Maggie Eisenbarth always has been pro-life because she always has loved babies and things that were small like flowers, seeds and robins’ eggs.

Her parents, Dan and Sue Lynch, taught her how to pray, be charitable and sacrifice. “My nine children remind me that I have a duty to present them in heaven to Christ and inspire me to show them the beauty, truth and goodness in our world,” she said.

Eisenbarth is the new respect life coordinator for the Diocese of Burlington, and she hopes to help facilitate a strong Vermont Catholic identity and to see every parish in Vermont “have a clear understanding that pro-life is pro all life — the unborn, vulnerable, the single mother, the disabled, the homeless, the sick, the suffering, the addicts, the distraught, the elderly and the dying,” she said. “I see Vermont Catholics as the resource for the single mother, the woman wounded from abortion, in addition to [the parish as a] space where dialogue can begin and grow to a call to greatness, where life is revered and dignity for all life respected.”

**Provided records**.
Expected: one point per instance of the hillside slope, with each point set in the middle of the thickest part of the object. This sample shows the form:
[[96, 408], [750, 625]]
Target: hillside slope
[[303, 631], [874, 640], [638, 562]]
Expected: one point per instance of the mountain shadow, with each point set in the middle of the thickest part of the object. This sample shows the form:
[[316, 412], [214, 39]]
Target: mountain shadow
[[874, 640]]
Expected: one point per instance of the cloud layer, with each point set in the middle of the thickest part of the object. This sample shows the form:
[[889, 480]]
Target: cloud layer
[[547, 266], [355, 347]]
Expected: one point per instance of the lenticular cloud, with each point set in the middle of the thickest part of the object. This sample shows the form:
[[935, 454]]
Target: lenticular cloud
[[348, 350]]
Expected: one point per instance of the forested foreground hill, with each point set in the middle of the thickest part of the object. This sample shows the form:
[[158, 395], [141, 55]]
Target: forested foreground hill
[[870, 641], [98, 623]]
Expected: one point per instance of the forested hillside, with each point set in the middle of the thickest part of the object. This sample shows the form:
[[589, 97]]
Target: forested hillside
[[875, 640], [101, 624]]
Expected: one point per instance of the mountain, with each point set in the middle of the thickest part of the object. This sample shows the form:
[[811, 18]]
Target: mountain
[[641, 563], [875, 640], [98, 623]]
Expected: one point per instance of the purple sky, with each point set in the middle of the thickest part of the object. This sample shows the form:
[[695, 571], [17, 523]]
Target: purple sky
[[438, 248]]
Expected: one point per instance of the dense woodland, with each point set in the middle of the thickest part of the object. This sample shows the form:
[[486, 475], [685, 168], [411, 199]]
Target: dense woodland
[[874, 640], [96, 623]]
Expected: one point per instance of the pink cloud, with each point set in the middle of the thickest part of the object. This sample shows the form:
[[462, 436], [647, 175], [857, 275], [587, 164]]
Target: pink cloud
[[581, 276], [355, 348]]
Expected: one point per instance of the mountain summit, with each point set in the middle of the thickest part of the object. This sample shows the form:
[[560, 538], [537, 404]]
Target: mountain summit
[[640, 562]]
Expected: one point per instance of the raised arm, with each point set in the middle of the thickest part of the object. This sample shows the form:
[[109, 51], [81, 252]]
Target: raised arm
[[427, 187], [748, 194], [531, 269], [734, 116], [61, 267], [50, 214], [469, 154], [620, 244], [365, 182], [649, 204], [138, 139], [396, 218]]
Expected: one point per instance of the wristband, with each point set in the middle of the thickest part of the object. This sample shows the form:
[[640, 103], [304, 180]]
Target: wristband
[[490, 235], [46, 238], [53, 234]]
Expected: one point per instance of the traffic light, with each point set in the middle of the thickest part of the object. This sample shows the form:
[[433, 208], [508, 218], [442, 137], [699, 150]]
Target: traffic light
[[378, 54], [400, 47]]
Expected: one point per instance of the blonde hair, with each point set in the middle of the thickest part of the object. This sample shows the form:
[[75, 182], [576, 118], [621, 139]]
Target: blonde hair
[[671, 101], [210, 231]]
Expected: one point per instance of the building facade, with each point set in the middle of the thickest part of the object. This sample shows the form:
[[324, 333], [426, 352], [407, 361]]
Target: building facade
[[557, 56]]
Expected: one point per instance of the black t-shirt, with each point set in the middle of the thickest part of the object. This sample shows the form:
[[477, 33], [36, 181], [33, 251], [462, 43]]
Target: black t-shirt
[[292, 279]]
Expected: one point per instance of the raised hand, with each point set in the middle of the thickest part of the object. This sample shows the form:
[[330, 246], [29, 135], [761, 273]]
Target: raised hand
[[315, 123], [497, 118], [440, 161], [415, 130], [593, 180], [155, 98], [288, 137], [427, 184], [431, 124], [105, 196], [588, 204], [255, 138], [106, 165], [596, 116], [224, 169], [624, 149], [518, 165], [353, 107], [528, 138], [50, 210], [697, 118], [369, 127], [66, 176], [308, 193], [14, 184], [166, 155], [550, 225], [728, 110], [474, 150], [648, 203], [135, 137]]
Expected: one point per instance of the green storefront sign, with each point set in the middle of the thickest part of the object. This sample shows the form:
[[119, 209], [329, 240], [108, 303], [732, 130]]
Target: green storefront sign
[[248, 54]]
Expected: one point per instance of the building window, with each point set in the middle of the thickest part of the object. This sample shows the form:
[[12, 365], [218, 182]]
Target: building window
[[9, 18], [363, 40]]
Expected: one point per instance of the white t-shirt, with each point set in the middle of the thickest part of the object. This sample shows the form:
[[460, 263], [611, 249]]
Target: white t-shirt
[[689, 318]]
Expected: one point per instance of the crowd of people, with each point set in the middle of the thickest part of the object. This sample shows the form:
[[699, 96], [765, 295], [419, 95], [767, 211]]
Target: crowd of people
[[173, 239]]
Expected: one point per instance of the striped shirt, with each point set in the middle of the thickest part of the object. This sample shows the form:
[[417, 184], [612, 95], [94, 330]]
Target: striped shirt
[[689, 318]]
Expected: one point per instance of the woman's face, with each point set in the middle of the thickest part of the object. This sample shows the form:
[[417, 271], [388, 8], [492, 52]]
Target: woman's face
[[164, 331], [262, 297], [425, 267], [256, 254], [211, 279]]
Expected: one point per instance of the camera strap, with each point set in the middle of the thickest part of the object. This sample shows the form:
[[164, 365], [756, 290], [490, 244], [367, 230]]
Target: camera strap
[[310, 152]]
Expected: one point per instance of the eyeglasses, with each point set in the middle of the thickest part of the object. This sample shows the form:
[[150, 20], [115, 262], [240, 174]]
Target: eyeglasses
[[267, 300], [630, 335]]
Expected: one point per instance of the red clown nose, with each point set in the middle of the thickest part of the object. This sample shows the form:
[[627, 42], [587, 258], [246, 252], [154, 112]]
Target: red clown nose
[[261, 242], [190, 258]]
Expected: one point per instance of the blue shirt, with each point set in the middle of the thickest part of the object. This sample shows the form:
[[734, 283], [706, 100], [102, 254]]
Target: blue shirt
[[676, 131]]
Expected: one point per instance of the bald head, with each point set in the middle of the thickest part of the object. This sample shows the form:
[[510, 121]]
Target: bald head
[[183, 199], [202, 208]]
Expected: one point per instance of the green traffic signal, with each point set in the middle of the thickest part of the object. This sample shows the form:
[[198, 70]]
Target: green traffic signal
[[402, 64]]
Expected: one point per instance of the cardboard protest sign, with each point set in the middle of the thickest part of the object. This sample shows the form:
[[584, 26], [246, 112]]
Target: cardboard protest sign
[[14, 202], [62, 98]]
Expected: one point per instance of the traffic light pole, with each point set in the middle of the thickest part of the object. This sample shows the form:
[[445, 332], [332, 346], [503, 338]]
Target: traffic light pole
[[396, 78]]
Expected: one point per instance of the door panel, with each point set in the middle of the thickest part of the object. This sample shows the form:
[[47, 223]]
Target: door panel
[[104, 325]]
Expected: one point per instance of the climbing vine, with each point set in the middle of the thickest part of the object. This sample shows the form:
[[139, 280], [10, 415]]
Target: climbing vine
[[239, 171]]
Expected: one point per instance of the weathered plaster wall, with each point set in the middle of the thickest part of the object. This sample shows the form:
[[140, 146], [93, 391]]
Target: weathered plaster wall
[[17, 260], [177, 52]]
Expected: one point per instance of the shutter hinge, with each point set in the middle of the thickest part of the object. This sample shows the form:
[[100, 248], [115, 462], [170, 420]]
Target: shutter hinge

**Problems and tasks**.
• A. Answer these questions using the Maggie Eisenbarth profile:
(i) What are the names of her parents?
(ii) How many children does she have?
(iii) What new position does she hold, and for which diocese?
• B. Carry the Maggie Eisenbarth profile forward from its last sentence with a few more paragraphs.
The data is separate material, apart from the Maggie Eisenbarth profile.

**In response**.
• A.
(i) Dan and Sue Lynch
(ii) Nine
(iii) Respect life coordinator for the Diocese of Burlington

• B.
Raised in Alburgh, she attended Mass at St. Amadeus Church there and at St. Anne’s Shrine in Isle LaMotte at Nativity of the Blessed Virgin Mary Church in Swanton. She and her husband began their family in Montana and recently moved back to Vermont where they attend Mass at Most Holy Name of Jesus Parish in Morrisville.

She has been involved in business and parish work and said she has “learned that hobbies aren’t what we do in our spare time but what we enjoy doing with our time, aside from life’s obligations,” She enjoys reading, playing piano, singing, writing, tending garden, cooking for a crowd, reimagining second-hand furniture, remodeling and interior design, acting, performing in musicals and pretending to be in the company of such figures as Henry David Thoreau, G.K. Chesterton and Dorothy Day.

Eisenbarth’s pro-life sentiments run deep. “I was probably one of maybe five kids in high school writing papers on why abortion was wrong and was often the solo voice in college debates and late-night conversations defending life,” she said. “I knew that conceiving a life was a decision, and if conceived in force my pro-woman stance defended that that child needed a ‘warrior’ mom.  I became a walking advertisement for my opinions and beliefs among secular friends when I not only had my first child at 21 but my second at 22 with seven more to follow.”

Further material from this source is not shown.